(Task requirements): Write out the whole listing again, exactly.

(Data for the task):
________________________
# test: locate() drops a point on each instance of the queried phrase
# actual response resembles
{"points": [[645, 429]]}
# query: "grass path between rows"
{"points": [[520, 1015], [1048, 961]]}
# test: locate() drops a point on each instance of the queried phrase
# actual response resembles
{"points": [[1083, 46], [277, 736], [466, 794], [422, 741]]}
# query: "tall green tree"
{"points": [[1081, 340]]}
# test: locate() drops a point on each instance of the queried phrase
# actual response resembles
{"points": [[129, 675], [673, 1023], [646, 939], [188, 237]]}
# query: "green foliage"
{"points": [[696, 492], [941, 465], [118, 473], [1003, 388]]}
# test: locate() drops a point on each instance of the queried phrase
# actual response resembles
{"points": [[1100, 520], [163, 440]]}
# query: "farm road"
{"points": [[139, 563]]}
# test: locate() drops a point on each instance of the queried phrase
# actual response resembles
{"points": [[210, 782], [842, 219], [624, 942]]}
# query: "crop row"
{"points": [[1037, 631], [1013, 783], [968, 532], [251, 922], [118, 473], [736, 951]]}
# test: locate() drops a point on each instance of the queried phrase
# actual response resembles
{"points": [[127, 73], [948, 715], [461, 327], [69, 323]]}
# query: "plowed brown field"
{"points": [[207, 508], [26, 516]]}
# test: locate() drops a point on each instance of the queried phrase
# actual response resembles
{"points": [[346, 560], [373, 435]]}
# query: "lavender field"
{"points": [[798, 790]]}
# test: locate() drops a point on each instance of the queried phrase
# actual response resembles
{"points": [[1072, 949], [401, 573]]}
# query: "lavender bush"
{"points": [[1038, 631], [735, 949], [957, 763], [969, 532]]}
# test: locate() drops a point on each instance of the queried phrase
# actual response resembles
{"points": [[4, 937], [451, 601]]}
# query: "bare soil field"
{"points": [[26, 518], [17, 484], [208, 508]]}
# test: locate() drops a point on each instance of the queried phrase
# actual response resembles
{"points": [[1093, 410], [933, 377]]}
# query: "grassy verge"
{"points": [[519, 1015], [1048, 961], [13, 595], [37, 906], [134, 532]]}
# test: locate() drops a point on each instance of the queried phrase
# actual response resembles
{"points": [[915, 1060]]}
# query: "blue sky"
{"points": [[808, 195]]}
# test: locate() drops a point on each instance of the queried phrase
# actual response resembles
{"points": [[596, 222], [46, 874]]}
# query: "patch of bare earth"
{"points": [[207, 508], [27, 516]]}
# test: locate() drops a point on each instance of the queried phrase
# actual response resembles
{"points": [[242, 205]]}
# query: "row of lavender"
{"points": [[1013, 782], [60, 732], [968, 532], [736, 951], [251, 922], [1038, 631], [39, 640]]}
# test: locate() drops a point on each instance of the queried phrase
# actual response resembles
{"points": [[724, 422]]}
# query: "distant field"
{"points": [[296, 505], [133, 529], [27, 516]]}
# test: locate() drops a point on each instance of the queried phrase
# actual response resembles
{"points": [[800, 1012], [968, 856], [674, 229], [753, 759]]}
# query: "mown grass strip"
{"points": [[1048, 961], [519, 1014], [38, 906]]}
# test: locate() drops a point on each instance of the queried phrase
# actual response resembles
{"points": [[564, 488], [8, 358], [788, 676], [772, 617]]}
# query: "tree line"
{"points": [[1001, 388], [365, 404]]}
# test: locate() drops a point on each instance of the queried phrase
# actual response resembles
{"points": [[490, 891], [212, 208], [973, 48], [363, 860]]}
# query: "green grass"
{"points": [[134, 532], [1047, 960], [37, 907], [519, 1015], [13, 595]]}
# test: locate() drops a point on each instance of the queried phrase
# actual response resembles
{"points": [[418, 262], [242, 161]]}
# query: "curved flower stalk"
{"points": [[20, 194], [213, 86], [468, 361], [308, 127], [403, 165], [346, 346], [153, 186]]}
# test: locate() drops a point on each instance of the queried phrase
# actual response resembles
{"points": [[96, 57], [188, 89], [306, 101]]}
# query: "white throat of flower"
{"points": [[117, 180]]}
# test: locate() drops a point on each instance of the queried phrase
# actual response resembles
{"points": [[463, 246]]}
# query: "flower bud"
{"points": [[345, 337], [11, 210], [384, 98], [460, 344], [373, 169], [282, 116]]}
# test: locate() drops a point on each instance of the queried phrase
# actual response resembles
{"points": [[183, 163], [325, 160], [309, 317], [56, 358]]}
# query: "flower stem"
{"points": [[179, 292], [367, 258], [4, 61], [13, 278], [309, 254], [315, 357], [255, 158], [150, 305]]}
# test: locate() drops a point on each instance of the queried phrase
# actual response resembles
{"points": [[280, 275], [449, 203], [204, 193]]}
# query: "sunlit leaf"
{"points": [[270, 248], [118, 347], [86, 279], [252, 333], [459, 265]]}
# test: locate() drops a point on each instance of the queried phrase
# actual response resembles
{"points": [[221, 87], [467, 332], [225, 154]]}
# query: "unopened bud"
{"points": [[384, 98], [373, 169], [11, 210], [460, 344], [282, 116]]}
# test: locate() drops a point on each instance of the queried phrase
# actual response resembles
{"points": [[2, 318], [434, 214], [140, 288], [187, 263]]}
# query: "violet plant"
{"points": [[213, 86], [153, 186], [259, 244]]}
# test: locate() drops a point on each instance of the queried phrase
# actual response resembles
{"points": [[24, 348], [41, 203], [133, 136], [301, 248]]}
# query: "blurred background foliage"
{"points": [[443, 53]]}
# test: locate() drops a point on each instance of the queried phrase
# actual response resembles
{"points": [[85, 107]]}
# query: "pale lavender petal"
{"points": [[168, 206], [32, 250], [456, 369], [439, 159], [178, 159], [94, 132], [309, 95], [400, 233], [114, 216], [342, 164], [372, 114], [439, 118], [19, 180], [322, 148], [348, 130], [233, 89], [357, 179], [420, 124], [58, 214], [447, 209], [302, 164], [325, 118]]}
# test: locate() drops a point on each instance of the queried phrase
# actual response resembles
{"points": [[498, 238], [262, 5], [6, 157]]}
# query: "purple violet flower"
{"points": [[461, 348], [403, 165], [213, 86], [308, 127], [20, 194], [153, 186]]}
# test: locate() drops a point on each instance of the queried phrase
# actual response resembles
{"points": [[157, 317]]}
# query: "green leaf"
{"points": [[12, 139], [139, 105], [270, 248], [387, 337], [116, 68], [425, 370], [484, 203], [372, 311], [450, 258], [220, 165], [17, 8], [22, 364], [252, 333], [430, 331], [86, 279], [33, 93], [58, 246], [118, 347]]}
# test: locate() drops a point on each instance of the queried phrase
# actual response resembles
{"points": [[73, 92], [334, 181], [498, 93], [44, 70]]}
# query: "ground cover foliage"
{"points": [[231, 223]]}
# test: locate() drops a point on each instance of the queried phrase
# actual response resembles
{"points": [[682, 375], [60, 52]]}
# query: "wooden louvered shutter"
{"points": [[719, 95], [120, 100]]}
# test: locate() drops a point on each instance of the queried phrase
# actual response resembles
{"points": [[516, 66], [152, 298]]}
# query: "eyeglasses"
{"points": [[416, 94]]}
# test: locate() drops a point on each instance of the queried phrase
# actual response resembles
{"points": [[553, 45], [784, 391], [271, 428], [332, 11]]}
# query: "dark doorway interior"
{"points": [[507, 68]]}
________________________
(Answer to this exercise):
# test: locate() drops a point on each instance of the queried phrase
# actual response resembles
{"points": [[645, 429]]}
# query: "grass path between rows"
{"points": [[520, 1015], [1048, 961]]}
# test: locate() drops a point on each instance of the queried phrase
# actual response resembles
{"points": [[1083, 46], [277, 736], [466, 794], [422, 741]]}
# query: "tall green tree"
{"points": [[1081, 340]]}
# test: locate() drops a point on each instance of the queried phrase
# actual response resembles
{"points": [[129, 675], [673, 1023], [646, 939], [188, 237]]}
# query: "green foliage"
{"points": [[696, 492], [941, 465], [118, 473], [1003, 388]]}
# test: locate() drops a point on each instance of the queried phrase
# actual response resembles
{"points": [[1100, 520], [163, 440]]}
# query: "farm road"
{"points": [[139, 563]]}
# test: locate() drops a point on each instance of the queried phrase
# actual response resembles
{"points": [[210, 782], [842, 219], [624, 942]]}
# query: "crop row"
{"points": [[1037, 631], [1013, 783], [968, 532], [251, 922], [118, 473], [736, 951]]}
# test: locate() drops a point on each instance of the queried phrase
# actual response resembles
{"points": [[127, 73], [948, 715], [461, 327], [69, 323]]}
# query: "plowed brown field"
{"points": [[207, 508], [26, 516]]}
# test: locate() drops a point on each instance of the queried phrase
# actual response resembles
{"points": [[346, 560], [373, 435]]}
# query: "lavender field"
{"points": [[798, 790]]}
# test: locate() drops a point on each instance of the queried phrase
# actual response resembles
{"points": [[1072, 949], [401, 573]]}
# query: "lavender bush"
{"points": [[1038, 631], [735, 949], [957, 763], [969, 532]]}
# test: locate() drops a point on each instance of the queried phrase
# actual response resembles
{"points": [[4, 937], [451, 601]]}
# query: "bare soil field"
{"points": [[26, 518], [17, 484], [208, 508]]}
# test: locate() drops a point on each instance of the queried phrase
# actual response resembles
{"points": [[1093, 410], [933, 377]]}
# query: "grassy verge"
{"points": [[519, 1015], [1048, 961], [13, 595], [37, 906], [134, 532]]}
# test: locate() drops a point on each instance of the queried phrase
# actual response resembles
{"points": [[915, 1060]]}
# query: "blue sky"
{"points": [[808, 195]]}
# test: locate() drops a point on each instance of the queried phrase
# actual response resembles
{"points": [[596, 222], [46, 874]]}
# query: "patch of bare earth"
{"points": [[207, 508], [27, 516]]}
# test: locate() drops a point on each instance of the queried phrase
# actual response resembles
{"points": [[242, 205]]}
# query: "row of lavender"
{"points": [[1013, 782], [60, 732], [968, 532], [736, 951], [251, 922], [1038, 631], [39, 640]]}
# test: locate() drops a point on each instance of the queried phrase
# actual response resembles
{"points": [[724, 422]]}
# query: "distant field"
{"points": [[296, 505], [133, 529], [27, 516]]}
# test: locate() drops a point on each instance of the queried phrase
# actual response resembles
{"points": [[800, 1012], [968, 856], [674, 229], [753, 759]]}
# query: "mown grass strip"
{"points": [[1048, 961], [519, 1014], [38, 906]]}
# test: locate() drops a point on each instance of the queried phrase
# actual response resembles
{"points": [[564, 488], [8, 358], [788, 676], [772, 617]]}
# query: "tree line"
{"points": [[1001, 388], [365, 404]]}
# test: locate() drops a point on each instance of the queried phrase
# actual response resembles
{"points": [[490, 891], [212, 208], [973, 48], [363, 860]]}
# query: "green grass"
{"points": [[134, 532], [1047, 960], [37, 907], [519, 1015], [13, 595]]}
# test: locate() drops a point on each instance of the queried phrase
# actual response resembles
{"points": [[418, 262], [242, 161]]}
# query: "curved flower stalk"
{"points": [[20, 194], [213, 86], [468, 361], [308, 127], [403, 165], [346, 346], [153, 186]]}
# test: locate() drops a point on each instance of the queried phrase
# actual response resembles
{"points": [[96, 57], [188, 89], [306, 101]]}
# query: "white throat of flower"
{"points": [[117, 180]]}
# test: locate() drops a point on each instance of the queried phrase
# actual response resembles
{"points": [[463, 246]]}
# query: "flower bud"
{"points": [[345, 337], [11, 210], [384, 98], [460, 344], [373, 169], [282, 116]]}
# test: locate() drops a point on each instance of the queried phrase
# actual response resembles
{"points": [[183, 163], [325, 160], [309, 317], [56, 358]]}
# query: "flower stem"
{"points": [[179, 292], [367, 258], [4, 61], [13, 278], [309, 254], [315, 357], [255, 158], [150, 305]]}
# test: locate() drops a point on each instance of the queried phrase
# actual response resembles
{"points": [[280, 275], [449, 203], [204, 193]]}
# query: "sunlit leaf"
{"points": [[270, 248], [118, 347], [86, 279], [252, 333], [459, 265]]}
# test: locate() drops a point on each instance of the queried phrase
# actual response resembles
{"points": [[221, 87], [467, 332], [225, 154]]}
# query: "unopened bud"
{"points": [[384, 98], [373, 169], [11, 210], [460, 344], [282, 116]]}
# test: locate() drops a point on each instance of the queried phrase
# actual response resembles
{"points": [[2, 318], [434, 214], [140, 288], [187, 263]]}
# query: "violet plant"
{"points": [[213, 86], [153, 186], [259, 244]]}
# test: locate() drops a point on each instance of the queried phrase
# actual response resembles
{"points": [[24, 348], [41, 203], [133, 136], [301, 248]]}
# query: "blurred background foliage"
{"points": [[443, 53]]}
# test: locate() drops a point on each instance of the queried phrase
# actual response resembles
{"points": [[85, 107]]}
# query: "pale lavender petal"
{"points": [[168, 206], [32, 250], [456, 369], [439, 159], [178, 159], [94, 132], [309, 95], [400, 233], [114, 216], [342, 164], [372, 114], [439, 118], [19, 180], [322, 148], [348, 130], [233, 89], [357, 179], [420, 124], [58, 214], [447, 209], [302, 164], [325, 118]]}
# test: locate() drops a point on each instance of the queried phrase
# actual response resembles
{"points": [[498, 238], [262, 5], [6, 157]]}
# query: "purple violet flower"
{"points": [[461, 348], [403, 165], [213, 86], [308, 127], [20, 194], [153, 186]]}
# test: locate() drops a point on each instance of the queried phrase
# actual response resembles
{"points": [[157, 317]]}
# query: "green leaf"
{"points": [[12, 139], [139, 105], [270, 248], [387, 337], [116, 68], [425, 370], [484, 203], [372, 311], [450, 258], [220, 165], [17, 8], [22, 364], [252, 333], [430, 331], [86, 279], [33, 93], [58, 246], [118, 347]]}
# test: locate() drops a point on each instance of the queried phrase
# actual response resembles
{"points": [[73, 92], [334, 181], [498, 93], [44, 70]]}
# query: "ground cover foliage"
{"points": [[231, 223]]}
# test: locate() drops a point on each instance of the queried phrase
# actual response resembles
{"points": [[682, 375], [60, 52]]}
# query: "wooden louvered shutter"
{"points": [[719, 95], [120, 100]]}
# test: locate() drops a point on each instance of the queried phrase
# actual response resembles
{"points": [[516, 66], [152, 298]]}
# query: "eyeglasses"
{"points": [[416, 94]]}
# test: locate() drops a point on each instance of the queried phrase
# actual response resembles
{"points": [[553, 45], [784, 391], [271, 428], [332, 11]]}
# query: "dark doorway interior"
{"points": [[507, 68]]}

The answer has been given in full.